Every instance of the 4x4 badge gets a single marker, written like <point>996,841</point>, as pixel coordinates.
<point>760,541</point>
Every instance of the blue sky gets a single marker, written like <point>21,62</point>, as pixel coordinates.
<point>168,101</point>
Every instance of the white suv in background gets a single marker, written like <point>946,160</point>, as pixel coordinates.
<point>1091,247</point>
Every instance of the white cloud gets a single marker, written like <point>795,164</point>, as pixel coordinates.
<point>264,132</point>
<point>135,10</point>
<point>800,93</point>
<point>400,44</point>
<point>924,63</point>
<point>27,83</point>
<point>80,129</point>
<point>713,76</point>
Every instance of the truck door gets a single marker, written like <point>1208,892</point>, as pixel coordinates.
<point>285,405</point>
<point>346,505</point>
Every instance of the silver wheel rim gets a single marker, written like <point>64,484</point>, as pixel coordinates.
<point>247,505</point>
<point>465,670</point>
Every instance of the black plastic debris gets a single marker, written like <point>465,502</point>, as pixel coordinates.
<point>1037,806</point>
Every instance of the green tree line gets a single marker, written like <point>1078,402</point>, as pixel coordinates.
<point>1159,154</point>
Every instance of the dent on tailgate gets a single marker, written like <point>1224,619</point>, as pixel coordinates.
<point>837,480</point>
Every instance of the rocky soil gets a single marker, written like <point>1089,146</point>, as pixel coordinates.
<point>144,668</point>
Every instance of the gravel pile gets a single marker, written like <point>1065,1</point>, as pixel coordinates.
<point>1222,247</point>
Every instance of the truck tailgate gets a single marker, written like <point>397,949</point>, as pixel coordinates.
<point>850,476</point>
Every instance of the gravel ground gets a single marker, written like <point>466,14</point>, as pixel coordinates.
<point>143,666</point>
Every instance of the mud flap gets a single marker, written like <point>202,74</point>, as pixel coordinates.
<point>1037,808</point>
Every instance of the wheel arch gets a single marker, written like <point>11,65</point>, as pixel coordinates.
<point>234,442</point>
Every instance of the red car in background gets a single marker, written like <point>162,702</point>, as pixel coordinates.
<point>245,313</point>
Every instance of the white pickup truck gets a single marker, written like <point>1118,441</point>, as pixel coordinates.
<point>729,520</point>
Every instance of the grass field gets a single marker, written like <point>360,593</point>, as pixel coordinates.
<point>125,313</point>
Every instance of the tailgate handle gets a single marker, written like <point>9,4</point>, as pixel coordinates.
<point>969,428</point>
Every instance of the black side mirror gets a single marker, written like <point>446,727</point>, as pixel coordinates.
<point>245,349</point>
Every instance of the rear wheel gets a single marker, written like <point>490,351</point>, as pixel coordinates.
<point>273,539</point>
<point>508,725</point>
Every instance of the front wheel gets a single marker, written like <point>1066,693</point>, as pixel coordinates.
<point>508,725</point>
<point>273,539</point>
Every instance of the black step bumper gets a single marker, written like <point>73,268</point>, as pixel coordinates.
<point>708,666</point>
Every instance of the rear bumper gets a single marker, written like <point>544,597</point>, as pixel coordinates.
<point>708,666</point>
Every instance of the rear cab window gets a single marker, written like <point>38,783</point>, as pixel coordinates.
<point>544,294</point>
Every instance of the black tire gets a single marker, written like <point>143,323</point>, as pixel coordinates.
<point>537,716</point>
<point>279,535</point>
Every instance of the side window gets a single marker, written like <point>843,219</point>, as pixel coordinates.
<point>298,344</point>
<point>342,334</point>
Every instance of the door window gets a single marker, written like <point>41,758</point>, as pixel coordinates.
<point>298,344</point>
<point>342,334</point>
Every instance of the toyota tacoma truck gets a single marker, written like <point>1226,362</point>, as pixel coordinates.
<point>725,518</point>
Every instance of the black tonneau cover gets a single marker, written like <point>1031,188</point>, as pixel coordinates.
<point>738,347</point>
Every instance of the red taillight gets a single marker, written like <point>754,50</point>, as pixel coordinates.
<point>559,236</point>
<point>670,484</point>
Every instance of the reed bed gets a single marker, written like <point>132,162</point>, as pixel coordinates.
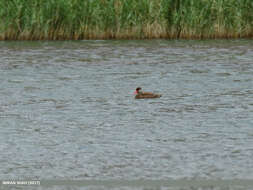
<point>125,19</point>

○ ○ ○ ○

The listing must be repeated word for word, and none of its pictures may appear in the copy.

### Answer to the exercise:
Every instance of the 4x4 badge gets a single marker, written like <point>996,841</point>, as pixel coordinates.
<point>760,541</point>
Every instance of the blue sky gets a single marker, written like <point>21,62</point>, as pixel coordinates.
<point>168,101</point>
Every instance of the white suv in background gets a single marker, written like <point>946,160</point>, as pixel coordinates.
<point>1091,247</point>
Every instance of the white cloud gets a single marker, written like <point>795,164</point>, as pixel coordinates.
<point>264,132</point>
<point>135,10</point>
<point>800,93</point>
<point>400,44</point>
<point>924,63</point>
<point>27,83</point>
<point>80,129</point>
<point>713,76</point>
Every instance of the truck door gets a single marker, written like <point>1208,892</point>, as pixel coordinates.
<point>285,405</point>
<point>346,505</point>
Every instance of the silver wheel rim gets a single marker, written like <point>64,484</point>, as pixel coordinates.
<point>247,505</point>
<point>465,670</point>
Every instance of the black plastic debris gets a single marker, written like <point>465,502</point>, as pixel coordinates.
<point>1037,806</point>
Every instance of the green tree line gets a single marker, written like <point>1078,402</point>, as pixel coordinates.
<point>1159,154</point>
Every instance of the dent on tailgate gets a single marker, written like <point>1224,619</point>, as pixel coordinates.
<point>837,480</point>
Every instance of the rocky soil gets a single marker, written like <point>1089,146</point>, as pixel coordinates.
<point>144,668</point>
Every instance of the gravel pile gets a single marker, written like <point>1065,1</point>, as pixel coordinates.
<point>1222,247</point>
Every instance of the truck tailgate gets a single marker, written like <point>397,949</point>, as pixel coordinates.
<point>850,476</point>
Every instance of the gravel ground gets a single marker, written like <point>466,14</point>, as pixel coordinates.
<point>143,666</point>
Every instance of the mud flap gets a single marker, written like <point>202,74</point>, as pixel coordinates.
<point>1037,808</point>
Every instance of the wheel arch gets a single marker, written like <point>11,65</point>, as pixel coordinates.
<point>234,442</point>
Every instance of the red car in background gets a single marker, written like <point>162,702</point>, as pixel coordinates.
<point>245,313</point>
Every instance of the white pickup truck gets a single marker, written like <point>1118,441</point>, as pixel coordinates.
<point>729,520</point>
Every instance of the grass field gets a single marker, written like <point>360,593</point>, as pixel coordinates.
<point>125,313</point>
Every instance of the tailgate handle gets a single marker, written like <point>9,4</point>, as pixel coordinates.
<point>969,428</point>
Every instance of the black side mirror gets a single marker, written like <point>446,727</point>, as pixel coordinates.
<point>245,349</point>
Every instance of the rear wheel gets a single marker, written like <point>490,351</point>, as pixel coordinates.
<point>273,539</point>
<point>508,725</point>
Every instance of the front wheel gets a single marker, written like <point>1066,693</point>, as pixel coordinates.
<point>508,725</point>
<point>273,539</point>
Every instance of the black step bumper gets a single marker, written like <point>73,268</point>, as pixel coordinates.
<point>708,666</point>
Every instance of the rear bumper gets a single marker, written like <point>544,597</point>, as pixel coordinates.
<point>708,666</point>
Every instance of the rear cab window gets a single marker, written like <point>38,783</point>, as pixel coordinates.
<point>544,294</point>
Every instance of the black tire gets a single marker, written like <point>143,323</point>, as pixel coordinates.
<point>537,716</point>
<point>279,535</point>
Every instance of the side window gets a single marker, written like <point>843,219</point>, as pixel coordinates.
<point>298,344</point>
<point>342,334</point>
Every instance of the door window gets a single marker, written like <point>41,758</point>, as pixel coordinates.
<point>298,344</point>
<point>342,334</point>
Every instance of the toyota tacoma truck gets a single marker, written like <point>1226,362</point>, as pixel coordinates.
<point>725,518</point>
Every instance of the black tonneau cover gets a single marker, written like <point>1031,188</point>, as pixel coordinates.
<point>738,347</point>
Every instance of the red taillight gets a single marker, written like <point>754,50</point>, as pixel coordinates.
<point>559,236</point>
<point>670,484</point>
Every instance of the reed bed gets a single marker, written like <point>132,162</point>, as pixel coordinates.
<point>125,19</point>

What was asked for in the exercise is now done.